[TASK PROMPT] Below are some records; retype all of them exactly.

--- START OF ITEMS ---

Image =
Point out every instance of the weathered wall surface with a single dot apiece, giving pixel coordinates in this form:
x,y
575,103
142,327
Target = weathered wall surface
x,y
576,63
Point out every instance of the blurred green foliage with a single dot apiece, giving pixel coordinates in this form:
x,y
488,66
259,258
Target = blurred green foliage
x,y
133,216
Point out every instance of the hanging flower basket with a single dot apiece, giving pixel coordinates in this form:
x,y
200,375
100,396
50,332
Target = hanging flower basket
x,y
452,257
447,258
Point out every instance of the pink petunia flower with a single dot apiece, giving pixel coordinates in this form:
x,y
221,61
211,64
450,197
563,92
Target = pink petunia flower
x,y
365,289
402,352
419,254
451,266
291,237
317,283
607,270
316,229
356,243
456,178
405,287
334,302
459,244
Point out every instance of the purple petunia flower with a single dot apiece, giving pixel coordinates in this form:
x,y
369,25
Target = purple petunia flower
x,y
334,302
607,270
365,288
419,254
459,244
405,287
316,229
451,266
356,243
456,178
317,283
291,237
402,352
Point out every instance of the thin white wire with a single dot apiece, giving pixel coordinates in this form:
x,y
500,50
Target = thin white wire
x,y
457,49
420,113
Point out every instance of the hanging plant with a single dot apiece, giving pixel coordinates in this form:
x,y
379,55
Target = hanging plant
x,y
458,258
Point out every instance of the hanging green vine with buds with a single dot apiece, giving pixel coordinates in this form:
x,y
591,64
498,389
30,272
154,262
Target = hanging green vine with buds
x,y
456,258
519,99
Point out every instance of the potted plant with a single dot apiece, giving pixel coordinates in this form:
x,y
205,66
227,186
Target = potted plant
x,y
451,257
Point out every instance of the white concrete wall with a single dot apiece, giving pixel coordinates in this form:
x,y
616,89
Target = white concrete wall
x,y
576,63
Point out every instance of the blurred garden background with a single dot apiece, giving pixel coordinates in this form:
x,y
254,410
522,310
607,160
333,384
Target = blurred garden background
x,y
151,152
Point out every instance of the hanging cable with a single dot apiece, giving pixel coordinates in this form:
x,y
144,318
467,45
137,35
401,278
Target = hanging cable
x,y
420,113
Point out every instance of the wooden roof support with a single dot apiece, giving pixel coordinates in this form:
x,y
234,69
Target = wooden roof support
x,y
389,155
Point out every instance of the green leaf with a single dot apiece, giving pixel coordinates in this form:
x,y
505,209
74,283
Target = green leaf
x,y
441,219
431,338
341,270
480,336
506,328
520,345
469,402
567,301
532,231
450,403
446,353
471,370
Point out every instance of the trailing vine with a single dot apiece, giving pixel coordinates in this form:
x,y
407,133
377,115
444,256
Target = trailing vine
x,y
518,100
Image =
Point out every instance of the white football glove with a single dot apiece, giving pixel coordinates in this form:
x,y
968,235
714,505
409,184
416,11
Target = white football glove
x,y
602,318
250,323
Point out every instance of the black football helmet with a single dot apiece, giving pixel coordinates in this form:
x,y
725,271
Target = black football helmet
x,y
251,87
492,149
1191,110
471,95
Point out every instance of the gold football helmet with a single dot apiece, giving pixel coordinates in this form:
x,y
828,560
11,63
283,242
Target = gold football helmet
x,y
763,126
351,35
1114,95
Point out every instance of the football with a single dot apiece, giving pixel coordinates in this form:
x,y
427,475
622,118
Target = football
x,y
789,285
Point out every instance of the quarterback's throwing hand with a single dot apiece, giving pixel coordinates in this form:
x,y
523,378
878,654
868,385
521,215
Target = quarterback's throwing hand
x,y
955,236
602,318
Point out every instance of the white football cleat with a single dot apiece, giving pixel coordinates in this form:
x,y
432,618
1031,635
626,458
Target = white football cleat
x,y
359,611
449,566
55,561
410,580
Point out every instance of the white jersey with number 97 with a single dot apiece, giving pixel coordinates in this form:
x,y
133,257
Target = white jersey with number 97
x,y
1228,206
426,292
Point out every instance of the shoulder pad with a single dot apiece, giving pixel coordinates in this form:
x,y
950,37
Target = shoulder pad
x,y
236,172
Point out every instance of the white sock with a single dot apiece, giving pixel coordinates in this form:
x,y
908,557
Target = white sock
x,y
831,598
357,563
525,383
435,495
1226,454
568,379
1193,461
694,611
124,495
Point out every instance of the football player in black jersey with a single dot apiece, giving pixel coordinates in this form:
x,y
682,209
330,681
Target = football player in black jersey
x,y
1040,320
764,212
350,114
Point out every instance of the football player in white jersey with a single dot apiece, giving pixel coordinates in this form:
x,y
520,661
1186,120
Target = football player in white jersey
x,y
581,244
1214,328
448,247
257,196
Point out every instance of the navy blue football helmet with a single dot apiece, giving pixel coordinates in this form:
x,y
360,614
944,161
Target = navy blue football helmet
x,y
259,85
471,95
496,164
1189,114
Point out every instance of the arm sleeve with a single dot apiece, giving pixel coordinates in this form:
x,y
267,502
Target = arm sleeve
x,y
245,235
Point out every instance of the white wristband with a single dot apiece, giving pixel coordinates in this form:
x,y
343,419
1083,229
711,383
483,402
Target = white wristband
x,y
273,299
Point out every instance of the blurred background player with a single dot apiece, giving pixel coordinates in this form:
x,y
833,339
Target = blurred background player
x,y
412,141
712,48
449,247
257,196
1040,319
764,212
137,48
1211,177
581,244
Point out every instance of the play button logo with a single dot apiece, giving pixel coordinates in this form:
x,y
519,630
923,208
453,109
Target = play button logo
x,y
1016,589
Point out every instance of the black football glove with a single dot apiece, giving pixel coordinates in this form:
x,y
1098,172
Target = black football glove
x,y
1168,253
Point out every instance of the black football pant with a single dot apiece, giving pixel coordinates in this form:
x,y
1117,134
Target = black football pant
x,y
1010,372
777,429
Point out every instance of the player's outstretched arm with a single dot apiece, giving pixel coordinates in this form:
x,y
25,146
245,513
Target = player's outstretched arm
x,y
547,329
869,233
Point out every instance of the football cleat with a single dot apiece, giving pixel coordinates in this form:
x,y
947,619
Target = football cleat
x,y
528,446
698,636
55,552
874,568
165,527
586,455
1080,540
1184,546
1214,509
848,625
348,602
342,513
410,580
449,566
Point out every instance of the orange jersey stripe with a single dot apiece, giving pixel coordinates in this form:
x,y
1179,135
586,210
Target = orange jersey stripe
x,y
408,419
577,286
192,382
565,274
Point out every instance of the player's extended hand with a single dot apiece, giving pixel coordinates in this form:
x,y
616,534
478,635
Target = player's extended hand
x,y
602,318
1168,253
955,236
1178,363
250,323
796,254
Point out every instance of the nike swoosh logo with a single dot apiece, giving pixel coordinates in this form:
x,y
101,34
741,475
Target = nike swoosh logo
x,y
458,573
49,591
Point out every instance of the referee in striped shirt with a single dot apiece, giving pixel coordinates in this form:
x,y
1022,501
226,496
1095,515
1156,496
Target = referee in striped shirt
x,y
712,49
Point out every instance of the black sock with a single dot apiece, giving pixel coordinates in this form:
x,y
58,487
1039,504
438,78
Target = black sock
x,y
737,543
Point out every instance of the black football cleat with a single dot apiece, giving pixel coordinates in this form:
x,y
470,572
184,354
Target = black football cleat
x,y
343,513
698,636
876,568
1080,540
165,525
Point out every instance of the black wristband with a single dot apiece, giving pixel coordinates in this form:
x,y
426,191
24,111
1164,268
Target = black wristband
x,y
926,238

--- END OF ITEMS ---

[EXPECTED OUTPUT]
Image =
Point out every instance of the weathered wall surface with a single dot apiece, giving pixel coordinates in this form:
x,y
575,103
142,327
Target = weathered wall surface
x,y
576,63
Point out every instance of the blurred green foliage with a single dot apiece, giving pixel coordinates in this form:
x,y
488,66
259,258
Target = blurred green foliage
x,y
133,216
Point out every instance of the hanging flower basket with a single dot apiece, giving pixel coordinates in this form:
x,y
200,375
100,396
50,332
Target = hanging flower basket
x,y
452,257
447,258
Point out every instance of the pink petunia flower with a single dot apiece, giving pixel coordinates in this form:
x,y
221,61
211,64
450,197
563,92
Target = pink petunia flower
x,y
365,289
402,352
419,254
451,266
291,237
317,283
607,270
316,229
356,243
456,178
405,287
334,302
459,244
Point out every instance of the purple petunia flower with a single dot apiece, giving pixel coordinates in this form:
x,y
369,25
Target = purple petunia flower
x,y
334,302
607,270
365,288
419,254
459,244
405,287
316,229
451,266
356,243
456,178
317,283
291,237
402,352
Point out every instance of the thin white wire with a single dot apiece, giving pixel coordinates in this form:
x,y
500,50
Target = thin white wire
x,y
457,49
420,113
Point out every instance of the hanging plant with a single dot apiece, giving pixel coordinates in this form:
x,y
379,55
Target = hanging plant
x,y
458,258
Point out every instance of the hanging green vine with buds with a single dot apiece, giving pixel coordinates in this form:
x,y
591,64
498,389
30,272
154,262
Target = hanging green vine with buds
x,y
456,258
519,99
Point out every instance of the potted plant with a single dot apiece, giving pixel coordinates in this form:
x,y
205,66
227,186
Target = potted plant
x,y
451,257
Point out every instance of the white concrete wall with a single dot apiece, giving pixel coordinates in this form:
x,y
616,89
Target = white concrete wall
x,y
576,63
Point out every instance of the blurred garden background with a single dot apiece, giving pixel coordinates in this form:
x,y
254,410
522,310
607,160
333,384
Target = blurred garden background
x,y
151,152
Point out every instance of the hanging cable with a single dot apiece, giving pixel coordinates in this form:
x,y
144,318
467,45
137,35
401,278
Target = hanging cable
x,y
420,113
Point out every instance of the wooden roof support with a single dot apiece, giving pixel coordinates in this form:
x,y
234,69
Target = wooden roof support
x,y
389,155
Point out every instance of the green leaf with a single dot apiece, giving pixel coordinates in this form:
x,y
505,209
74,283
Target = green leaf
x,y
441,219
431,338
341,270
480,336
506,328
520,345
469,402
567,301
532,231
450,403
446,353
471,370
Point out every instance of the trailing vine with a single dot apiece, giving pixel coordinates in this form:
x,y
407,133
377,115
444,256
Target = trailing vine
x,y
518,100
Image =
Point out every instance of the white football glove with a single dot apiece, giving pixel coordinates in this form:
x,y
968,235
714,505
409,184
416,11
Target = white football glove
x,y
602,318
250,323
Point out every instance of the black football helmet with a single dot apiece, giving pixel coordinates in this form:
x,y
725,271
Target = black football helmet
x,y
251,87
492,149
1191,110
471,95
Point out every instance of the gold football helmet with a single dot apiece, giving pixel coordinates in this form:
x,y
828,560
11,63
283,242
Target = gold football helmet
x,y
763,126
351,35
1114,95
Point out every instance of the football with a single dot apiece, giving pixel coordinates in this form:
x,y
427,475
622,118
Target = football
x,y
789,285
Point out every instance of the quarterback's throwing hand with a single dot apiece, giving pixel coordinates in this form:
x,y
523,378
878,654
868,385
521,215
Target = quarterback's throwing hand
x,y
955,236
602,318
Point out every instance of the white football cleat with a single dot apiece, giving pixel coordinates in this form:
x,y
432,618
1031,635
626,458
Target = white football cleat
x,y
359,611
449,566
55,561
410,580
Point out every instance of the white jersey with number 97 with a single dot apiece, giving pixel coordinates in this form:
x,y
133,257
Target = white jersey with number 97
x,y
1228,206
426,292
Point out every instance of the shoulder pad with a single dot apiece, giving pixel coordinates in this form:
x,y
950,37
Target = shoulder pad
x,y
236,172
Point out every instance of the white sock with a single dot apiece, giving pixel coordinates in this form:
x,y
908,557
Target = white sock
x,y
831,598
357,563
525,383
435,495
1226,454
568,379
1193,461
694,611
124,495
Point out every instance of the football player in black jersey with a single dot apiece, giving pixel coordinates in this form:
x,y
682,209
330,681
Target = football player in black jersey
x,y
1040,320
764,212
350,114
Point out every instance of the football player in white jersey with a single dot apiece, giving pixel coordinates in this form:
x,y
520,661
1186,120
Target = football player in white jersey
x,y
581,244
1214,328
448,247
257,196
Point out every instance of the navy blue football helmet with a single dot apiece, giving pixel coordinates in this form:
x,y
360,614
944,161
Target = navy blue football helmet
x,y
259,85
471,95
496,164
1189,114
Point out every instance of the arm sleeve with a single dot apiece, giving pixel coordinates in this form:
x,y
267,502
Target = arm sleeve
x,y
245,235
Point out every instance of the white wristband with a single dot apiece, giving pixel coordinates in this form:
x,y
343,419
1083,229
711,383
483,402
Target = white wristband
x,y
273,299
Point out every instance of the blurred background player with a single dot apiece, giving pixel coordinates in this form:
x,y
833,339
Target = blurred background player
x,y
412,141
712,48
449,247
257,196
1040,319
764,212
137,48
1211,177
581,244
Point out every instance of the play button logo with a single dot apiece, giving pixel coordinates in this form:
x,y
519,630
923,208
453,109
Target = play button logo
x,y
1016,589
Point out every instance of the black football glove with a single dot apiece, giving pixel coordinates in this form:
x,y
1098,172
Target = black football glove
x,y
1168,253
Point out every instance of the black football pant with a single dot apiece, giving pixel coordinates in this form:
x,y
1117,134
Target = black football pant
x,y
1010,372
777,429
Point out every instance of the player's outstretched arm with a single dot apiece, giving pixel coordinates in this form:
x,y
25,146
245,513
Target = player's outstretched arm
x,y
547,329
869,233
Point out every instance of the football cleat with a single dot apiece, giving pixel coordinates in this form:
x,y
947,619
Target = football cleat
x,y
528,446
698,636
55,552
874,568
165,527
586,455
1080,540
1184,546
1214,509
848,625
348,602
342,513
410,580
449,566
Point out every instance of the orange jersey stripe with a single dot apiece, giving pixel coordinates in this form:
x,y
1179,135
586,210
Target = orange jersey stripe
x,y
408,419
577,286
192,382
565,274
Point out every instance of the player's extended hand with a single dot apiece, giving pixel coordinates in this form:
x,y
616,534
478,635
Target = player's extended hand
x,y
602,318
1168,253
955,236
1178,363
250,323
796,254
Point out every instance of the nike swoosh logo with a single dot apiece, giving pixel coordinates in this form:
x,y
101,34
741,475
Target = nike swoosh logo
x,y
458,573
49,591
Point out every instance of the referee in striped shirt with a single dot apiece, giving pixel coordinates in this form:
x,y
1022,501
226,496
1095,515
1156,496
Target = referee in striped shirt
x,y
712,49
Point out every instance of the black sock with a single dot apiece, giving pixel coordinates in this form:
x,y
58,487
1039,504
438,78
Target = black sock
x,y
737,543
Point out every instance of the black football cleat with a single dot apiece, giving pixel coordinates in this form:
x,y
470,572
184,354
Target = black football cleat
x,y
343,513
698,636
876,568
1080,540
165,525
Point out every instance of the black wristband with a single dot apiece, giving pixel coordinates in this form:
x,y
426,191
24,111
1164,268
Target = black wristband
x,y
926,238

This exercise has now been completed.